Reading passage.

---*---

The issue then is, when, under Section 105(d) and the treasury regulation cited and under the facts of this case, the taxpayer would reach retirement age. The employer here did not require retirement at age 60. The evidence indicates that the taxpayer would not have retired at age 60, nor by 1959, but for his forced retirement due to disability. The family circumstances and financial needs of the taxpayer would indicate that this was not unreasonable upon the part of the taxpayer. The evidence does not establish any actual practice upon the part of the employer that would have required his retirement at age 60 or at any age before 70. The evidence introduced by the Government only reflects that a varying percentage of employees do retire each year until age 70 is reached.

---*---

Exercise description. Repeat the retirement-age passage word for word, from "The issue then" up to and including "70 is reached.". Please work from the retirement-age passage alone.

Source records.
---*---

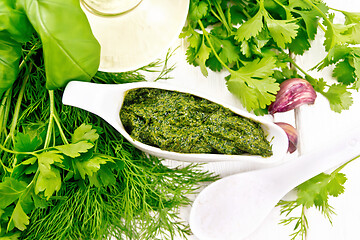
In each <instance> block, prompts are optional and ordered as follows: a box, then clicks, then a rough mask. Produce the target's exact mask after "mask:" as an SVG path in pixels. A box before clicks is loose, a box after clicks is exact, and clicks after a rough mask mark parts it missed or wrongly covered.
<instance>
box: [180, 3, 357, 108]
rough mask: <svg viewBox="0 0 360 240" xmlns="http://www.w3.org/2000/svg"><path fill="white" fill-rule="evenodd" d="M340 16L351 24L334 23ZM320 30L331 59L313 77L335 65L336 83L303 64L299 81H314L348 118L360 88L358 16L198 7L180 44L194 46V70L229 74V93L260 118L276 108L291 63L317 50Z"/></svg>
mask: <svg viewBox="0 0 360 240" xmlns="http://www.w3.org/2000/svg"><path fill="white" fill-rule="evenodd" d="M335 13H337V14H342V15H344V16H345V21H344V22H343V23H334V17H335ZM318 29H321V30H322V31H323V32H324V33H325V39H324V50H325V51H326V52H327V56H326V57H325V58H324V59H323V60H322V61H321V62H320V63H318V64H317V65H316V66H314V68H313V70H314V69H316V70H318V71H320V70H322V69H324V68H326V67H329V66H332V65H334V66H335V68H334V70H333V77H334V79H335V80H337V83H334V84H328V83H326V82H325V81H324V79H315V78H313V77H311V76H310V75H309V74H308V73H307V72H306V71H304V70H303V69H301V67H300V66H298V65H297V64H292V65H293V66H294V67H295V69H296V72H294V74H293V76H299V77H303V78H306V79H307V80H309V82H310V83H311V84H312V85H313V86H314V88H315V89H316V91H318V92H319V93H321V94H323V95H324V96H325V97H326V98H327V99H328V100H329V103H330V107H331V109H332V110H334V111H336V112H341V111H342V110H345V109H348V108H349V107H350V106H351V104H352V97H351V90H352V89H355V90H358V88H359V76H360V75H359V74H360V54H359V49H358V47H356V46H355V44H358V43H359V39H360V38H359V32H360V14H359V13H351V12H346V11H341V10H337V9H333V8H330V7H328V6H327V5H326V4H325V3H324V2H322V1H318V0H301V1H295V0H290V1H280V0H258V1H252V0H241V1H235V2H234V1H228V0H223V1H221V0H207V1H199V0H191V1H190V9H189V15H188V22H187V25H186V27H185V28H184V29H183V33H182V35H181V37H183V38H185V39H186V40H187V42H188V43H189V45H188V49H187V53H186V54H187V61H188V62H189V63H190V64H192V65H194V66H200V69H201V72H202V73H203V74H204V75H205V76H207V75H208V68H209V69H210V70H212V71H222V70H226V71H228V72H229V73H230V75H229V76H228V77H226V81H227V87H228V89H229V91H230V92H232V93H233V94H234V95H235V96H237V97H238V98H239V99H240V101H241V103H242V104H243V106H244V107H245V108H246V109H247V110H248V111H254V112H255V113H260V112H263V111H262V110H263V109H266V108H267V106H268V105H269V104H270V103H271V102H272V101H274V99H275V97H274V95H275V94H276V92H277V91H278V90H279V83H281V81H283V80H284V79H283V78H277V76H279V74H278V73H279V71H280V72H286V71H288V70H287V69H288V67H287V66H286V65H287V64H288V63H293V62H294V61H293V58H292V56H294V55H295V56H297V55H302V54H304V53H305V52H306V51H307V50H309V49H310V47H311V43H312V41H313V40H314V39H315V36H316V35H317V32H318ZM284 55H287V56H286V57H284ZM280 75H281V74H280ZM283 75H288V74H287V73H285V74H283Z"/></svg>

---*---

Answer area.
The issue then is, when, under Section 105(d) and the treasury regulation cited and under the facts of this case, the taxpayer would reach retirement age. The employer here did not require retirement at age 60. The evidence indicates that the taxpayer would not have retired at age 60, nor by 1959, but for his forced retirement due to disability. The family circumstances and financial needs of the taxpayer would indicate that this was not unreasonable upon the part of the taxpayer. The evidence does not establish any actual practice upon the part of the employer that would have required his retirement at age 60 or at any age before 70. The evidence introduced by the Government only reflects that a varying percentage of employees do retire each year until age 70 is reached.